Provided entries -
----

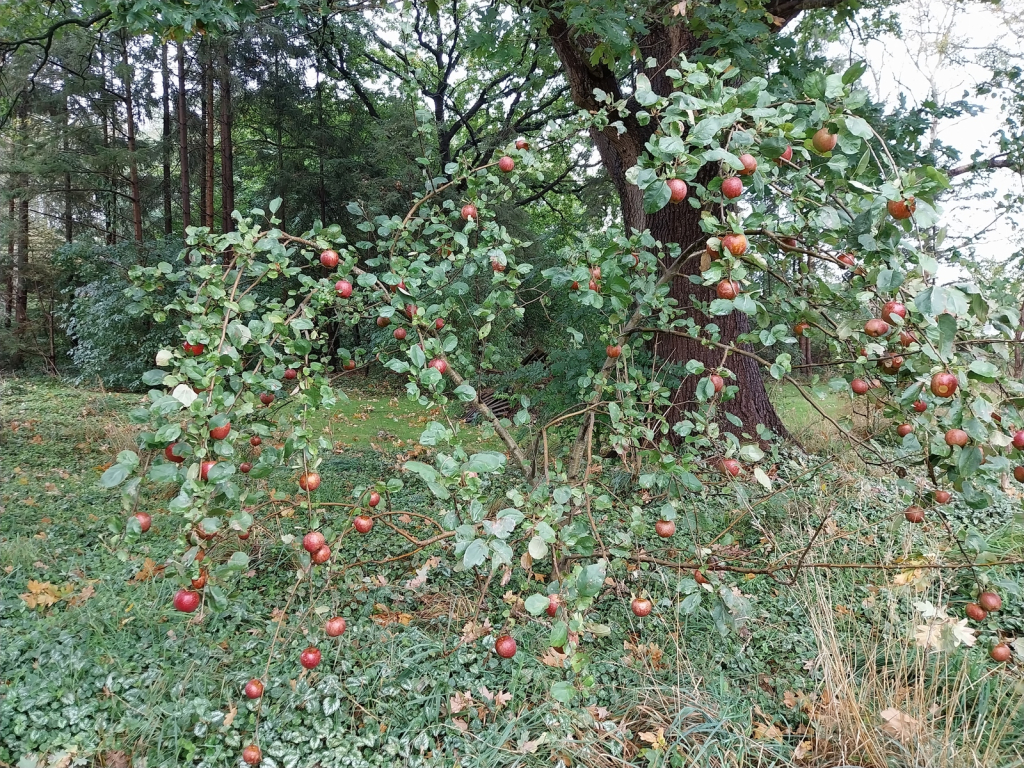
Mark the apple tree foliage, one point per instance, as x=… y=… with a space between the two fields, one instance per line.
x=821 y=253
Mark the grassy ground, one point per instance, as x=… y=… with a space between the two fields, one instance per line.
x=95 y=668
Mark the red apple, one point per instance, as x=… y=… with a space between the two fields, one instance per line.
x=944 y=384
x=312 y=541
x=219 y=433
x=823 y=141
x=989 y=601
x=335 y=627
x=1000 y=652
x=505 y=646
x=914 y=514
x=876 y=328
x=665 y=528
x=727 y=289
x=976 y=612
x=309 y=657
x=186 y=601
x=891 y=308
x=735 y=244
x=957 y=437
x=677 y=189
x=641 y=606
x=732 y=187
x=901 y=209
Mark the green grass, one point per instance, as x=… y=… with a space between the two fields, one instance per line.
x=109 y=668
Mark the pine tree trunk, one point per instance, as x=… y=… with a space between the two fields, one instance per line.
x=226 y=150
x=165 y=86
x=136 y=196
x=183 y=140
x=678 y=224
x=210 y=148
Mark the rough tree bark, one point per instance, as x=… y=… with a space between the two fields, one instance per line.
x=183 y=139
x=674 y=224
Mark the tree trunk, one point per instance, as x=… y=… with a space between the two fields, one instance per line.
x=226 y=151
x=136 y=196
x=165 y=86
x=210 y=148
x=673 y=224
x=183 y=140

----

About this exercise -
Your reply should consist only of the lines running from the line with "Mark the pine" to the end of the listing, retyped exactly.

Response box -
Mark the pine tree trunk, one point per instance, as x=… y=… with a space between the two fields, one instance per line.
x=226 y=150
x=165 y=86
x=136 y=196
x=183 y=140
x=678 y=224
x=210 y=148
Mark the rough tree bark, one point per instance, as x=… y=… with a space between the two fields, one instance per line.
x=183 y=139
x=674 y=224
Mark the tree trunk, one point per instance, as x=… y=… with a space between the two fields, one instance per line.
x=226 y=151
x=136 y=196
x=165 y=86
x=210 y=148
x=673 y=224
x=183 y=140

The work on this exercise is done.